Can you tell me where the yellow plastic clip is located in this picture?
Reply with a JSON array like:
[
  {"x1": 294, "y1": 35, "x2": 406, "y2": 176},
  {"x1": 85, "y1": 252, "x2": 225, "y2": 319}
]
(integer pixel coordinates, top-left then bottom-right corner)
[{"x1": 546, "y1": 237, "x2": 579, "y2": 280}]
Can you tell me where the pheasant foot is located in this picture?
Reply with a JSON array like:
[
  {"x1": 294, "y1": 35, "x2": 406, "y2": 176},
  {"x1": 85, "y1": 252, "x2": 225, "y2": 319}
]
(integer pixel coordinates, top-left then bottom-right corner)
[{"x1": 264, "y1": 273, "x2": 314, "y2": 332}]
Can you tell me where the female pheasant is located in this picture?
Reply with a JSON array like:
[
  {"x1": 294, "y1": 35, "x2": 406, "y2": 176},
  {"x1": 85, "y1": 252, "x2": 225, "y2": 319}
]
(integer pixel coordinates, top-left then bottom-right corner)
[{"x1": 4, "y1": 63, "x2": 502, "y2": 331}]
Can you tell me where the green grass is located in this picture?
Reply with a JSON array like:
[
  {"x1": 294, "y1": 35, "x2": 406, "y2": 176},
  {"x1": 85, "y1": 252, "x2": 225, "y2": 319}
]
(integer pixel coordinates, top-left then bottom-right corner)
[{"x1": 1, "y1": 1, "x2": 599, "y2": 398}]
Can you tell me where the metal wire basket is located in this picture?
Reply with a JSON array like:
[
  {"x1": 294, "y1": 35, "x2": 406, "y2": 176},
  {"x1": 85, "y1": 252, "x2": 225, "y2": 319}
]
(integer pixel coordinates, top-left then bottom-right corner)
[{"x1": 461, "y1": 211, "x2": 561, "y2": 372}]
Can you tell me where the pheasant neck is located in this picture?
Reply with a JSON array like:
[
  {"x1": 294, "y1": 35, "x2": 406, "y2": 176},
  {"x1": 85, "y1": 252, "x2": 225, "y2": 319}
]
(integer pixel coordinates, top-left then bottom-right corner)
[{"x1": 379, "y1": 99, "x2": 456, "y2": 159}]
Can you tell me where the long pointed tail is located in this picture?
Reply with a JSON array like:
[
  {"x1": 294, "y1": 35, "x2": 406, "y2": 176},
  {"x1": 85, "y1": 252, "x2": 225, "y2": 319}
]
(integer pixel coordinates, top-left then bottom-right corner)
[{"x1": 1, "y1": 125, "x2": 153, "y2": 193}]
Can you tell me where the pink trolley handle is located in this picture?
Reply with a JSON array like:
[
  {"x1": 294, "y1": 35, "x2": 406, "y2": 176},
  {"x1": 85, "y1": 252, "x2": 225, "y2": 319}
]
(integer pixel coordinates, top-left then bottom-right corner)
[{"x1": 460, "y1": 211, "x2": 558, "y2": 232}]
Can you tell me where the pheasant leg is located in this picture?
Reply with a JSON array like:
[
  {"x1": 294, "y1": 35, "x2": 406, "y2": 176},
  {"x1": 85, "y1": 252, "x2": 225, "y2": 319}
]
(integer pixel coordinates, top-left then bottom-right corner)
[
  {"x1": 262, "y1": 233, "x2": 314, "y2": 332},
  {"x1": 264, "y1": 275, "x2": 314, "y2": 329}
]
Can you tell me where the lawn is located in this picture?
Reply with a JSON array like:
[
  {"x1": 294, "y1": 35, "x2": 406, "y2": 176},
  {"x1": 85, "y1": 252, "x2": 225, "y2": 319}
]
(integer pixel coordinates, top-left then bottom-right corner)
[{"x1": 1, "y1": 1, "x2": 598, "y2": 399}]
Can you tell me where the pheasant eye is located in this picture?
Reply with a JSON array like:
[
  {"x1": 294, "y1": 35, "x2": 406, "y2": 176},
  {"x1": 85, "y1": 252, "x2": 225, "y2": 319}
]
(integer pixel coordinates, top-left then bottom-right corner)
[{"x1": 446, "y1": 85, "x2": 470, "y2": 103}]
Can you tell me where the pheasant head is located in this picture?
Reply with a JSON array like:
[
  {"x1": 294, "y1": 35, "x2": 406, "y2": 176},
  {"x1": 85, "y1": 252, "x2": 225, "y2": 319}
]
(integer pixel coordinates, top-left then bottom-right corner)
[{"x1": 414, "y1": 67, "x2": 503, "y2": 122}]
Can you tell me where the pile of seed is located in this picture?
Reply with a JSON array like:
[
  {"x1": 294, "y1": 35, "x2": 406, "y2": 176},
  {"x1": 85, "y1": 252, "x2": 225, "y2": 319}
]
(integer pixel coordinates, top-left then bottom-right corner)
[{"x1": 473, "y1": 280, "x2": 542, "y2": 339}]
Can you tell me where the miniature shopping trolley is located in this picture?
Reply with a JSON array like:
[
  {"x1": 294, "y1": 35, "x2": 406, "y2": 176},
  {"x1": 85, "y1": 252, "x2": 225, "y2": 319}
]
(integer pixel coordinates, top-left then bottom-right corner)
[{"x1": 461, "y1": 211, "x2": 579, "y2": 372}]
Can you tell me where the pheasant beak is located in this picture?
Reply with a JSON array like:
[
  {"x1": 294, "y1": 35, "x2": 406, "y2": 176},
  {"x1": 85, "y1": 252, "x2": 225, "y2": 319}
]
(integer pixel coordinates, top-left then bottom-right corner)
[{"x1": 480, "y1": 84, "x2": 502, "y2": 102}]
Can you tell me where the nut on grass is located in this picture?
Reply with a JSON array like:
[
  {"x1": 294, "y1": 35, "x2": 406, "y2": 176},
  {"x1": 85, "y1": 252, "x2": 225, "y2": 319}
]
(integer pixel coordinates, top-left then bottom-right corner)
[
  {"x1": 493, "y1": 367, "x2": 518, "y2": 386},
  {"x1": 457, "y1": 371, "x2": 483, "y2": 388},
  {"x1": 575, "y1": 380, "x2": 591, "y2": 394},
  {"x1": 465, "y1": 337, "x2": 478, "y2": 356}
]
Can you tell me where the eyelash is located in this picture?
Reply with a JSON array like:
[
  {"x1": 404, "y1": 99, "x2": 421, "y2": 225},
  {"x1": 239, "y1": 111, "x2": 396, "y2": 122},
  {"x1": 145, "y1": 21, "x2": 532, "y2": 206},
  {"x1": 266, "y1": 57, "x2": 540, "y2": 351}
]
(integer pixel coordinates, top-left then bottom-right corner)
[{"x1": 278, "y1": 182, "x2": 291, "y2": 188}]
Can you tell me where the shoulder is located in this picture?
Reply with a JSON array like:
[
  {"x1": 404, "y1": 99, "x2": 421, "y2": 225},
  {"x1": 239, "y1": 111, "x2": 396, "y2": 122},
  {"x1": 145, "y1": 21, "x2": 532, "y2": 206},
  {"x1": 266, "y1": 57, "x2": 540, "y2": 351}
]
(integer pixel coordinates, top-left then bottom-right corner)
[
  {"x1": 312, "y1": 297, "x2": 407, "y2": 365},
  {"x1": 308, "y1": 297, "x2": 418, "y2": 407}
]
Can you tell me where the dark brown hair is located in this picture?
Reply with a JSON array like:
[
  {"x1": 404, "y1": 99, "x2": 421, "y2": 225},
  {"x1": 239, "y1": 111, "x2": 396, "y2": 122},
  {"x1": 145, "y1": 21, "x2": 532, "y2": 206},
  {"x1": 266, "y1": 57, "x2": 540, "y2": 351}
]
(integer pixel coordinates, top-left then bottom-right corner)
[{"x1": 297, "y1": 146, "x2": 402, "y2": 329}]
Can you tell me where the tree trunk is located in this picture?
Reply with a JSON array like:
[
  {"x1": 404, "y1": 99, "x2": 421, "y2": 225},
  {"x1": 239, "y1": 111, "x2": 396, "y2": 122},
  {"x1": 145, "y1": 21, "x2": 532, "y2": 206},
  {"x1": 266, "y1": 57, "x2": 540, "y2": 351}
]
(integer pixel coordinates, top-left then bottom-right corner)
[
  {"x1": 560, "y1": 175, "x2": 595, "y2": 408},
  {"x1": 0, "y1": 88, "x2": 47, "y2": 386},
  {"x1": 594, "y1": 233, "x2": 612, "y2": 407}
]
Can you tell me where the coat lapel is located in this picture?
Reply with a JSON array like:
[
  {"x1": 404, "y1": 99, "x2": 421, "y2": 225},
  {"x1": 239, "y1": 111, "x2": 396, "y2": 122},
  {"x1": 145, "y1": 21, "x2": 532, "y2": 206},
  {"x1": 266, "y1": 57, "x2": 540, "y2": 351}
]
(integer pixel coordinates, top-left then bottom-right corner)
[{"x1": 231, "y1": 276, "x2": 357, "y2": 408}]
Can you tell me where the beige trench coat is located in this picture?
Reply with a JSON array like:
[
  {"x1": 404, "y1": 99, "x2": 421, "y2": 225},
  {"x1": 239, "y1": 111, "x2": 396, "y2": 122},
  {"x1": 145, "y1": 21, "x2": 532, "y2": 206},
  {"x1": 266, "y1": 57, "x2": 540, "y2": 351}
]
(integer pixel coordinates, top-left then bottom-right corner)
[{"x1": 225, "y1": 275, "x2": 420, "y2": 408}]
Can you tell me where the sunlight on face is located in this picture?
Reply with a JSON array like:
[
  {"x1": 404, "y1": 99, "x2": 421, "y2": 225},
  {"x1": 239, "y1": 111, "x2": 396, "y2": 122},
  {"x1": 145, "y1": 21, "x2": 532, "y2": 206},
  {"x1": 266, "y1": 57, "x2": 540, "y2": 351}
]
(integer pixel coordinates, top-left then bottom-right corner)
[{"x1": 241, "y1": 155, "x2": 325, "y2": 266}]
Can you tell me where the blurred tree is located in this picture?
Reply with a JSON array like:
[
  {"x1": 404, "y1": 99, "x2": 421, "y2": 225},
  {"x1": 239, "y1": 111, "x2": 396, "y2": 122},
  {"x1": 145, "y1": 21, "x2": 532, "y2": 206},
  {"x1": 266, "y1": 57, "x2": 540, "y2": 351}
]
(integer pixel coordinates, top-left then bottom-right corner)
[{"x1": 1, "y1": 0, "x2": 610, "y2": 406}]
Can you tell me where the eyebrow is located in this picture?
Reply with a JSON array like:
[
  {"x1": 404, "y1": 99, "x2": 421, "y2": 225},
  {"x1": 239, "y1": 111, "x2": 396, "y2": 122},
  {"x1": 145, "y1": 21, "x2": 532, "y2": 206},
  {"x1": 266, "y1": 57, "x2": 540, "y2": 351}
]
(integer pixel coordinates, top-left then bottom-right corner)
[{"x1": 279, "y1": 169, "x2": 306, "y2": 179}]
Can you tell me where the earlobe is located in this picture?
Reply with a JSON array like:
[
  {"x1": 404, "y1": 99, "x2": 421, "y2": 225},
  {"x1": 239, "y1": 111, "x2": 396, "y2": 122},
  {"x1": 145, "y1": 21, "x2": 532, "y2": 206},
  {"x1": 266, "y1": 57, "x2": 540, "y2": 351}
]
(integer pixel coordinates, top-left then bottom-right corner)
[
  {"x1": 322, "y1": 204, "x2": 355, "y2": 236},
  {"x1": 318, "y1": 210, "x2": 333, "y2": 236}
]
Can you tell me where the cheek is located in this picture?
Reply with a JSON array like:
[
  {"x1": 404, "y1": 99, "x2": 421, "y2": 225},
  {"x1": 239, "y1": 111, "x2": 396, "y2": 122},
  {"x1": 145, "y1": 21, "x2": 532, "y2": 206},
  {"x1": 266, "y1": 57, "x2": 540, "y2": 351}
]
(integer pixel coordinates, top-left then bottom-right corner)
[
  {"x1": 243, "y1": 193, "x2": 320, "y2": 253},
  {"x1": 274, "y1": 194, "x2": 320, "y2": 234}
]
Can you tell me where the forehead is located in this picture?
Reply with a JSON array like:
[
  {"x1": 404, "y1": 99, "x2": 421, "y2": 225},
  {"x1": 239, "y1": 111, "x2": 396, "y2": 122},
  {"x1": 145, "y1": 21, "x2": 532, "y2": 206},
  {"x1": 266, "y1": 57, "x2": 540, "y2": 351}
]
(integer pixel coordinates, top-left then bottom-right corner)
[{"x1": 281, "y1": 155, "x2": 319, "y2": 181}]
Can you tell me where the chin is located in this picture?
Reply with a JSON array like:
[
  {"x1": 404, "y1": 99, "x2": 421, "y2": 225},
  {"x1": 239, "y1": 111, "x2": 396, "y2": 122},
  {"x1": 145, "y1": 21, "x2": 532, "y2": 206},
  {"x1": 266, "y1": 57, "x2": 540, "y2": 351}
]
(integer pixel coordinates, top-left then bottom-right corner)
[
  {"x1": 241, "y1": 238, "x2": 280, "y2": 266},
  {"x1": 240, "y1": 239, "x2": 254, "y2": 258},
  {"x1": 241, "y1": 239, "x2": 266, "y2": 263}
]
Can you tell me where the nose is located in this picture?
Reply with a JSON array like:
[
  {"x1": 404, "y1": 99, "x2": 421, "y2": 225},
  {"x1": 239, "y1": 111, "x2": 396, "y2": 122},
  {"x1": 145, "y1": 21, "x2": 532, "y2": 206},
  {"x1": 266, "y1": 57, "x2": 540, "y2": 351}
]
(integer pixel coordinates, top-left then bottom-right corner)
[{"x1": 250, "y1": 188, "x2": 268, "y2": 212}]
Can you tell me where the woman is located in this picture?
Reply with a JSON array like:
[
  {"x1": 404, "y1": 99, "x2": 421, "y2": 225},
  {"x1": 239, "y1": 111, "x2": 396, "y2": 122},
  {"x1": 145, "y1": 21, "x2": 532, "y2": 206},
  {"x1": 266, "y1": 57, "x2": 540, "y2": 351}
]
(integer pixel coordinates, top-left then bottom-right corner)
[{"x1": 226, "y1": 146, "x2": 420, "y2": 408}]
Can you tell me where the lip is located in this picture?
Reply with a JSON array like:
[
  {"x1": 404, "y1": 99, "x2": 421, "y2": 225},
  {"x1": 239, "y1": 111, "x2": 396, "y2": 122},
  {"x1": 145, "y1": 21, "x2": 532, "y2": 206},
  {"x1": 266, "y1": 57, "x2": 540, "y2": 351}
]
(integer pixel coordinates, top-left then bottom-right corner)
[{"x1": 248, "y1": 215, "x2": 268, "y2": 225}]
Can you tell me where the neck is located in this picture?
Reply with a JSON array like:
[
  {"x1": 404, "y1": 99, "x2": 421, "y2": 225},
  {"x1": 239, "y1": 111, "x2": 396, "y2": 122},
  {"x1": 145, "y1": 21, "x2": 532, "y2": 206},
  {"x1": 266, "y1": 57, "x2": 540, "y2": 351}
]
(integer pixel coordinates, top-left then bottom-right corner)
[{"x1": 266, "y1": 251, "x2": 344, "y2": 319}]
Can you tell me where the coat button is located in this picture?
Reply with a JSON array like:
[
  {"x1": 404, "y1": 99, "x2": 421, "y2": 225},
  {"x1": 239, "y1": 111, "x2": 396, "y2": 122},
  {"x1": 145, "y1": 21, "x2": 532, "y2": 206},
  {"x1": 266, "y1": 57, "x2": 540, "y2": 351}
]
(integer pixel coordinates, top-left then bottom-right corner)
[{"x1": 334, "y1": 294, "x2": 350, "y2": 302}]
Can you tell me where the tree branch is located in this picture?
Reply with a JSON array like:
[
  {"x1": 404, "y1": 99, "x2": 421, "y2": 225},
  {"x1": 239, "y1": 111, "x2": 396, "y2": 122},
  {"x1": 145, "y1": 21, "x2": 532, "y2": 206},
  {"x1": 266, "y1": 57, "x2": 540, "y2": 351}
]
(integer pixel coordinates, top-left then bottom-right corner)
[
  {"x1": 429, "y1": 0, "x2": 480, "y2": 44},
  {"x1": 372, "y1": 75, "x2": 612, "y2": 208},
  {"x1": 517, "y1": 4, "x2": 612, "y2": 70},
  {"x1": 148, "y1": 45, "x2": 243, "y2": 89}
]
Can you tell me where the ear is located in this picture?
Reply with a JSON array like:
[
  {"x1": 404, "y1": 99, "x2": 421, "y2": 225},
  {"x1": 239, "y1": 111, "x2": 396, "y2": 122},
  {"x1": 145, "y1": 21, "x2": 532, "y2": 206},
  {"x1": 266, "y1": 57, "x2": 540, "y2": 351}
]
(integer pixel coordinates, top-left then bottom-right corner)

·····

## Exercise
Looking at the entries above, say how many lines contain the word "tree". Nothing but the number is needed.

## Answer box
3